The rising cost of living in Britain has led to households cancelling their streaming subscriptions, new research suggests.
A total of 1.51 million services were canned in the first three months of 2022, market research firm Kantar said.
It said more than half a million cancellations were attributed to "money saving", with households budgeting for higher prices and energy bills instead.
About 58% of Britain's homes now have at least one paid streaming service.
The height of coronavirus pandemic and lockdowns saw surges in subscriptions for platforms such as Netflix, Disney+ and Amazon Prime.
But researchers said the proportion of consumers planning to cancel subscriptions stating the primary reason as "wanting to save money" had risen to its highest ever level at 38%, up from 29% in final three months of 2021.
Kantar said households were "starting to seriously prioritise where and how their disposable income is spent".
Dominic Sunnebo, global insight director at Kantar's Worldpanel Division, added that the latest research would be "sobering" for the industry.
"The evidence from these findings suggests that British households are now proactively looking for ways to save," he said.
Researchers said Amazon Prime's thriller series Reacher was the most-watched title in the first three months of 2022, followed by Ozark and Inventing Anna on Netflix.
They said that although "churn" rates increased almost across all streaming platforms, there was a "clear difference" in the number of cancellations seen outside of Netflix and Amazon.
"Netflix and Amazon can be seen to be hygiene subscriptions for Brits; the last to go when households are forced to prioritise spend," Kantar said.

EXCERPTED RECORDS.
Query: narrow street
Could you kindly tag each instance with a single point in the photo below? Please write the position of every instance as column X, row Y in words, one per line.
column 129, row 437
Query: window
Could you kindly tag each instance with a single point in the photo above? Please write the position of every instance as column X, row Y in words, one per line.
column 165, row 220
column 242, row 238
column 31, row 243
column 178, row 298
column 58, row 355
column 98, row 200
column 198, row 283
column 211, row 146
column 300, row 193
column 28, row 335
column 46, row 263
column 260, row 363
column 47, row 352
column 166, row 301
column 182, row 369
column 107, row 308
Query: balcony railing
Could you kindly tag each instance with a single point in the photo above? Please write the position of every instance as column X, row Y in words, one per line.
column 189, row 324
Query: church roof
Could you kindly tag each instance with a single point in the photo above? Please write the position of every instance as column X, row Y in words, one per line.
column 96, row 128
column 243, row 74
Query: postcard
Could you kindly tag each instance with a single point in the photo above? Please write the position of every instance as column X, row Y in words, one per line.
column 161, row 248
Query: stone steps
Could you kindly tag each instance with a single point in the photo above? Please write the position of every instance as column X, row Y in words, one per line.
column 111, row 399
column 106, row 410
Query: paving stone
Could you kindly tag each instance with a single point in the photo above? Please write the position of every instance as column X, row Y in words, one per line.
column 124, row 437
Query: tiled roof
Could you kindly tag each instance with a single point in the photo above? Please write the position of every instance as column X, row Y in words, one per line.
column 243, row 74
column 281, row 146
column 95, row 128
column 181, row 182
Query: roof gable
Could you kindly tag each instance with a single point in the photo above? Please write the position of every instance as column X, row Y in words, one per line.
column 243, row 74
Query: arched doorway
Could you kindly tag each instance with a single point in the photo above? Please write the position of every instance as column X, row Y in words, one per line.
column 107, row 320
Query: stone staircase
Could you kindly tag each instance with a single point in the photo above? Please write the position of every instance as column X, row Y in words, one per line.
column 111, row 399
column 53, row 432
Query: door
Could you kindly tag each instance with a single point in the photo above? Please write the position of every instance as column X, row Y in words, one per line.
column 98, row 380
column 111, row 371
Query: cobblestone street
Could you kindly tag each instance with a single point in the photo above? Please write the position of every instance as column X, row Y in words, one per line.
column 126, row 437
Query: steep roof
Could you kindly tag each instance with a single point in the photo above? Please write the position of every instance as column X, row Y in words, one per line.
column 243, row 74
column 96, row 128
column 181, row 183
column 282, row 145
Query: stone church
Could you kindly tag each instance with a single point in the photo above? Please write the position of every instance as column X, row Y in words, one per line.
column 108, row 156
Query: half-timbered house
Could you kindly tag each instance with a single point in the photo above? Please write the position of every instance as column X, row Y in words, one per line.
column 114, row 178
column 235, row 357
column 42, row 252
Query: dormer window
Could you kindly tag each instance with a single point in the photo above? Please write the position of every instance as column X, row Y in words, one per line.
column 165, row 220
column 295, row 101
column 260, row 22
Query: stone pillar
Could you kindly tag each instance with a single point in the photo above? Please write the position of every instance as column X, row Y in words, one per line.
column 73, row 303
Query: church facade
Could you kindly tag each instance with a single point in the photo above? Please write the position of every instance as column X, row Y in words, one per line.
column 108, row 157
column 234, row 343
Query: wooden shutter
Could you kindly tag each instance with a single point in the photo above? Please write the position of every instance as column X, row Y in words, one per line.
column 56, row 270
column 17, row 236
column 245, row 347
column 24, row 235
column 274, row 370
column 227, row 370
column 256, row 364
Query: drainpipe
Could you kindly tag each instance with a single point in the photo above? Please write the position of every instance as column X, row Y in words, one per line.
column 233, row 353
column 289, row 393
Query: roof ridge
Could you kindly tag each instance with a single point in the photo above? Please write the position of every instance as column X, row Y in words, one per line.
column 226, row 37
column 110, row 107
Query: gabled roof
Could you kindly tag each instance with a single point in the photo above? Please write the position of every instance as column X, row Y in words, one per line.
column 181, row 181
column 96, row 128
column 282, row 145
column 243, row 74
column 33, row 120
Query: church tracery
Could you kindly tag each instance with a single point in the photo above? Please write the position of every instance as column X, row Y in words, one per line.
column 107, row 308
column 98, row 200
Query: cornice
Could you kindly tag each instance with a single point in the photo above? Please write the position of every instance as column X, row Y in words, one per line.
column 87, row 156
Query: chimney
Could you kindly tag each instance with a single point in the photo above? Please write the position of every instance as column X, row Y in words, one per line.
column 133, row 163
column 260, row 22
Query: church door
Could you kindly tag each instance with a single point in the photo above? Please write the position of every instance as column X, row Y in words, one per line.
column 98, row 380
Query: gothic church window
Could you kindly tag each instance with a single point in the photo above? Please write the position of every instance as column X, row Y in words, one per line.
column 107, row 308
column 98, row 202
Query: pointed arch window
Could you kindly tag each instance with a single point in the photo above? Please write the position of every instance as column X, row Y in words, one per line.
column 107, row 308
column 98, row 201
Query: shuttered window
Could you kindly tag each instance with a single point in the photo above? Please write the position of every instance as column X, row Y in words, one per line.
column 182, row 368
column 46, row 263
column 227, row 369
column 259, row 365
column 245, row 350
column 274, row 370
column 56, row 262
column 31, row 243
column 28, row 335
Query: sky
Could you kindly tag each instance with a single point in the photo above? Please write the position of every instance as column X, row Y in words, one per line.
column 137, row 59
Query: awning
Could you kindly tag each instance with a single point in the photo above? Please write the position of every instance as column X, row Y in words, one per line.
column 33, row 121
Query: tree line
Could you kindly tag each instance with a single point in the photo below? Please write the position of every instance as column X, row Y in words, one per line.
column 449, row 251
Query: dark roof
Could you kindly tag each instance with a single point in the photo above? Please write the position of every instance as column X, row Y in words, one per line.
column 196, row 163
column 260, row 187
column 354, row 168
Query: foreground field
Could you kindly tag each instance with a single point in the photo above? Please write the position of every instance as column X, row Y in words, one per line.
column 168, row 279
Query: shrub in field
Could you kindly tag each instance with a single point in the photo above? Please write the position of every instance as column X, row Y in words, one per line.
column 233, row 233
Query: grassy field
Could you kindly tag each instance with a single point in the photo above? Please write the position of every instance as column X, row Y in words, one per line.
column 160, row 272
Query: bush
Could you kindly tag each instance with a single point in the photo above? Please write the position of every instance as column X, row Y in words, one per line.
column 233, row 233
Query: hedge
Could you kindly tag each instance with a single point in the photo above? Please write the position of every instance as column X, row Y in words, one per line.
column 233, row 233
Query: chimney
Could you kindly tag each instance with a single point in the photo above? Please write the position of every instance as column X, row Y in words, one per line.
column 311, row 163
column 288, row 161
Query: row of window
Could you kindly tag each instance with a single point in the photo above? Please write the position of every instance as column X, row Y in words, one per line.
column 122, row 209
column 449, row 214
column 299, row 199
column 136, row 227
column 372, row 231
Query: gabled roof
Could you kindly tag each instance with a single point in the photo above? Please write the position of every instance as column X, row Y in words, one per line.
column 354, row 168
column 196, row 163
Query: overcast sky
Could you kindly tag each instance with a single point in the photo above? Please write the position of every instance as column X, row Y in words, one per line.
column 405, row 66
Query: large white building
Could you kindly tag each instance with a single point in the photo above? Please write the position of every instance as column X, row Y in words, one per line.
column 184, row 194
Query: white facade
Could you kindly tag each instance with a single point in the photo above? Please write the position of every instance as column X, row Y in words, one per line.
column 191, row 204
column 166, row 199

TASK BRIEF.
Continue the article on UK households canceling streaming subscriptions from its last sentence onward.

EXERCISE RESPONSE.
"Disney, Now TV, Discovery+ and BritBox all saw significant jumps in churn rates quarter-on-quarter."
Besides mounting cancellations, the early months of 2022 saw the lowest ever rate of new subscribers, Kantar said.
In January, Netflix said it added 18.2 million members last year - roughly half the number who subscribed in 2020.
Investors had hoped that pace would start to pick up again, which sent the company's share price down almost 20% at the time.
The company admitted that new competition from the likes of Disney, Apple, Amazon and HBO was starting to have an impact.
Kantar said advertising was "an obvious route for driving revenue growth, but one Netflix has historically strictly shied away from".
"However, Netflix chief financial officer Spencer Neumann added fuel to the fire by saying in March 'it's not like we have religion against advertising'," its Entertainment on Demand study said.
"Data across Great Britain shows Netflix subscribers' attitudes to advertising are softening, with 44% now stating they don't mind seeing on streaming services if it makes them cheaper, a significant rise from 38% at the same point in 2021."